▶ [EXTRAIT À LIRE]
Encore faut-il réunir les conditions pour que ces expériences esthétiques se multiplient à toutes étapes d’un parcours d’éducation artistique et culturelle, de la maternelle à l’université. Cela requiert un réel élan budgétaire, auquel les ministères concernés doivent contribuer à proportion de leurs moyens. Cela nécessite un effort de formation, tant initiale que continue, des futurs enseignants dans les écoles supérieures du professorat et de l’éducation (ESPÉ) et des futurs artistes dans leurs filières professionnelles. Cela réclame un effort sans précédent de coordination de la ressource intellectuelle et de la documentation pédagogique, tant physique que numérique. Cela suppose des locaux adaptés aux différentes pratiques artistiques et, surtout, des temps réservés à celles-ci dans les programmes scolaires de chaque cycle.

▶ [ENTRÉES FOURNIES]
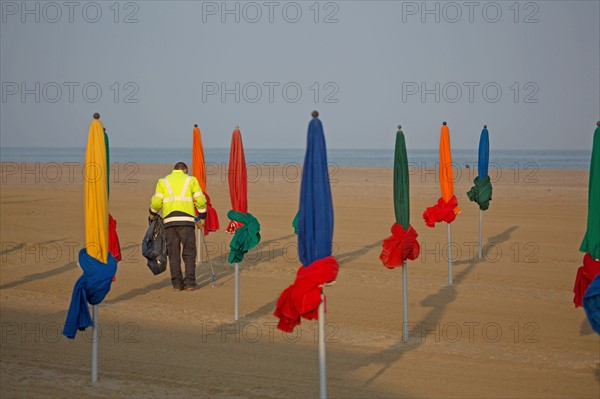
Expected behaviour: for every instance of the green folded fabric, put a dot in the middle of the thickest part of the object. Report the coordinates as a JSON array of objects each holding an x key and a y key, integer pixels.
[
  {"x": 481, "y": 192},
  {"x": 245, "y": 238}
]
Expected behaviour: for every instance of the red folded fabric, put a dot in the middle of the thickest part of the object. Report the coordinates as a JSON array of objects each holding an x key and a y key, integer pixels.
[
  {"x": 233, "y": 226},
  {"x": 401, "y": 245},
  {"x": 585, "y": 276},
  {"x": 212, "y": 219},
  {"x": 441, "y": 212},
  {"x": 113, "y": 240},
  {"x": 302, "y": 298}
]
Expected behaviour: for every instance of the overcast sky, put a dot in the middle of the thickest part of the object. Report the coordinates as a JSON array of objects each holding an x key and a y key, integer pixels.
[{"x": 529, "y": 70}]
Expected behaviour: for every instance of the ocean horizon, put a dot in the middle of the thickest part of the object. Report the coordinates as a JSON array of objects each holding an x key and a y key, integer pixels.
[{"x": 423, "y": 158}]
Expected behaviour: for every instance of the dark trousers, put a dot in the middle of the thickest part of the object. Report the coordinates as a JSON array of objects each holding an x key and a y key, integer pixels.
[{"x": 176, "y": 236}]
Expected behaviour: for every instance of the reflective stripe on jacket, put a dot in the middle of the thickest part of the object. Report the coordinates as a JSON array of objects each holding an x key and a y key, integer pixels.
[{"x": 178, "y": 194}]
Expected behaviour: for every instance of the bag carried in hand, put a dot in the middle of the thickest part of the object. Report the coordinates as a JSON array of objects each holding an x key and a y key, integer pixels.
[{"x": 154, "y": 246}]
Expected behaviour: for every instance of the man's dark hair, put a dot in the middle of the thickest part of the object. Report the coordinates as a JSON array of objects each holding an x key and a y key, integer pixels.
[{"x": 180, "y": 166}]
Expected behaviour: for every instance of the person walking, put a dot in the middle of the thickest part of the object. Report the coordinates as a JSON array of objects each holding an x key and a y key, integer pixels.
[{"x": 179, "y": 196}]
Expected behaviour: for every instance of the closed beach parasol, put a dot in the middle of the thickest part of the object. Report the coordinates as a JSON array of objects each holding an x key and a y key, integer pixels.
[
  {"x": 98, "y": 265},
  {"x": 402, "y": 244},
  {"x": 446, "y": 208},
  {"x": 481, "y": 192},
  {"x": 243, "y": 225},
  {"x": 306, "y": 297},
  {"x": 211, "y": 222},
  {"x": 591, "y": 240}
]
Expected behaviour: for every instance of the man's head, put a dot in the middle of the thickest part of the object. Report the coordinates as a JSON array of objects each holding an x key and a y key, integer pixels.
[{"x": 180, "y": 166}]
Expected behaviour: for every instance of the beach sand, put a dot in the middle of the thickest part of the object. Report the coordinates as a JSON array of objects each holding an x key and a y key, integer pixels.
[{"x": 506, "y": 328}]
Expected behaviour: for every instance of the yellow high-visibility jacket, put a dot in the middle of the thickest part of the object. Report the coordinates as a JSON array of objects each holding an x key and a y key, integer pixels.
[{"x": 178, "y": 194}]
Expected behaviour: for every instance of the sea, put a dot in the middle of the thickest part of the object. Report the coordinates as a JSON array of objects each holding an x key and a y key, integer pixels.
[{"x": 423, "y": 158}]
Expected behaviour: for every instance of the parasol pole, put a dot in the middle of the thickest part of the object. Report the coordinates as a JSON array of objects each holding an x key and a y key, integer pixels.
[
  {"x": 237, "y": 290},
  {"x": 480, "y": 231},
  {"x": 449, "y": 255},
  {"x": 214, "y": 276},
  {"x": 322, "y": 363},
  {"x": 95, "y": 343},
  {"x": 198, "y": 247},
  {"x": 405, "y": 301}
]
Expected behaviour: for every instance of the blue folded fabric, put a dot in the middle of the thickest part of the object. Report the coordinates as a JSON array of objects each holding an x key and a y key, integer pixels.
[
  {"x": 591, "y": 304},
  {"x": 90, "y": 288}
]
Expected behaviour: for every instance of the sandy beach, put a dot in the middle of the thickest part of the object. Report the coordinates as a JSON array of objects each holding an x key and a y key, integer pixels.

▶ [TRAVAIL DEMANDÉ]
A - Recopiez à l'identique le passage de l'extrait sur l'éducation artistique qui commence à « Encore faut-il réunir » et se termine à « de chaque cycle. ».
B - Répondez aux questions suivantes d'après l'extrait sur l'éducation artistique.
(i) De quelle étape à quelle étape le parcours d'éducation artistique et culturelle doit-il s'étendre ?
(ii) Dans quels établissements la formation des futurs enseignants doit-elle avoir lieu ?
(iii) Dans quoi des temps doivent-ils être réservés aux pratiques artistiques ?
C - Rédigez la suite de l'extrait sur l'éducation artistique, à partir de sa dernière phrase.
Les entrées fournies ne sont pas utiles pour cet exercice.

▶ [RÉPONSES]
A -
Encore faut-il réunir les conditions pour que ces expériences esthétiques se multiplient à toutes étapes d’un parcours d’éducation artistique et culturelle, de la maternelle à l’université. Cela requiert un réel élan budgétaire, auquel les ministères concernés doivent contribuer à proportion de leurs moyens. Cela nécessite un effort de formation, tant initiale que continue, des futurs enseignants dans les écoles supérieures du professorat et de l’éducation (ESPÉ) et des futurs artistes dans leurs filières professionnelles. Cela réclame un effort sans précédent de coordination de la ressource intellectuelle et de la documentation pédagogique, tant physique que numérique. Cela suppose des locaux adaptés aux différentes pratiques artistiques et, surtout, des temps réservés à celles-ci dans les programmes scolaires de chaque cycle.

B -
(i) De la maternelle à l'université.
(ii) Dans les écoles supérieures du professorat et de l'éducation (ESPÉ).
(iii) Dans les programmes scolaires de chaque cycle.

C -
Enfin, s’il n’est pas impudent à un artiste de le rappeler, cela impose aux pouvoirs publics de tous niveaux une coopération systématique et régulière, qui dépasse la rédaction d’un protocole d’accord ou la réalisation d’une opération de communication, afin qu’aucun établissement scolaire ne soit délaissé, ni en zone rurale ni en en zone périurbaine, et qu’à terme aucun élève ne soit privé de la chance d’accorder, à travers les arts, ses émotions et sa raison.

Je forme le vœu que le Haut-Conseil devienne la chambre aux échos de ces attentes et une source de propositions concrètes pour en hâter la satisfaction.